* _EXCERPTED PASSAGE_

- - -

How Generative AI Can Help Reduce Medical Errors

Authors: Amina Khalpey, PhD, Brynne Rozell, DO, Jessa Deckwa, BS, Kirtana Roopan, Zain Khalpey, MD, PhD, FACS

In recent years, there has been a significant increase in the use of Artificial Intelligence (AI) in healthcare. With the advancement in machine learning algorithms, AI has shown potential in the early detection, diagnosis, and treatment of various diseases. One of the areas where AI has shown promising results is in the reduction of medical errors. Medical errors are a significant problem in healthcare and can lead to adverse outcomes, including death. This blog post will explore how generative AI can help the future of healthcare and reduce medical errors.

Generative AI:

Generative AI is a subset of AI that involves the use of algorithms to generate new data or content. This type of AI can learn from the data it is provided and create new data that is similar to it. Generative AI can be used in various applications, including image and speech recognition, text-to-speech conversion, and text generation. In healthcare, generative AI has been used to generate medical images, drug discovery, and electronic health records.

AI models are only as effective as the data on which they are trained. However, these datasets can have class imbalances or sample-selection bias, which affect the accuracy and robustness of the algorithm. Therefore, the use of generative AI to create diverse and representative datasets of the heterogeneity of patient phenotypes and of the equipment and healthcare systems used to collect data (1).

Generative Adversarial Networks (GAN) are a class of machine learning frameworks used in generative AI. They have proved particularly useful in synthetic image generation in healthcare to supply algorithms with more robust datasets upon which they can base medical decisions. GAN utilizes two competing algorithms: a generator component, which synthesizes data, and a discriminator component, which attempts to distinguish synthetic samples from real samples. The generator feeds the images it produces into and learns from the outputs of the discriminator in a feedback loop (2). The result is AI that can create realistic, synthetic data to supplement real data in machine learning.

This framework of AI algorithm has found a wide range of applications in the world of healthcare. Exploration has found potential applications for GAN in ophthalmology by creating new retinal images, molecular oncology by generating positron emission tomography images, and neurology by producing magnetic resonance imaging (5).

Reducing Medical Errors:

Medical errors are a significant problem in healthcare, and they can occur at any stage of the healthcare process, including diagnosis, treatment, and monitoring. According to a report by the National Academies of Sciences, Engineering, and Medicine, medical errors cause an estimated 250,000 deaths in the United States annually. Medical errors are not only costly in terms of human life but also financially. According to a report by the Society of Actuaries, medical errors cost the US healthcare system $19.5 billion annually.

- - -

Write the next part of the blog post on how generative AI can help reduce medical errors, starting after its final sentence.

* _DATA EXTRACT_
- - -

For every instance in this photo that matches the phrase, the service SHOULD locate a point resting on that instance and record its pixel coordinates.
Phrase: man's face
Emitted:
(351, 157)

- - -

* _ANSWER AREA_
AI has the potential to reduce medical errors in healthcare. Machine learning algorithms can be trained on large datasets of medical data to detect patterns and predict outcomes. These algorithms can assist healthcare providers in making more accurate diagnoses, providing more personalized treatment plans, and reducing the risk of adverse events.

Improving Diagnosis:

One area where AI can reduce medical errors is in the diagnosis of diseases. Diagnostic errors are a significant problem in healthcare and can lead to delayed treatment or the misdiagnosis of a patient. Machine learning algorithms can analyze large datasets of medical data, including electronic health records, medical images, and laboratory results, to identify patterns and predict outcomes. These algorithms can help healthcare providers make more accurate diagnoses, reducing the risk of misdiagnosis or delayed treatment. AI-generated data that mimics the phenotypes of rare diseases and underrepresented patients allows algorithms to make more accurate diagnoses in a broader range of clinical settings.1

In a study published in the journal Nature, researchers developed an AI algorithm that could detect breast cancer in mammograms with high accuracy. The algorithm was trained on a dataset of over 29,000 mammograms and was able to identify cancerous tissue with an accuracy of 94.5%, compared to 89.0% by radiologists. This study demonstrated the potential of AI in improving the accuracy of cancer diagnosis.

Personalized Treatment:

Another area where AI can reduce medical errors is in the development of personalized treatment plans. Traditional treatment plans are often based on population-level data and do not take into account the unique characteristics of each patient. AI can analyze large datasets of medical data to identify patterns and predict outcomes based on individual patient characteristics.

This can help healthcare providers develop personalized treatment plans that are more effective and reduce the risk of adverse events. In a study published in the journal Nature Communications, researchers developed an AI algorithm that could predict the risk of acute kidney injury in critically ill patients. The algorithm was trained on a dataset of over 700,000 electronic health records and was able to predict the risk of acute kidney injury with high accuracy. The study demonstrated the potential of AI in developing personalized treatment plans that are more effective and reduce the risk of adverse events.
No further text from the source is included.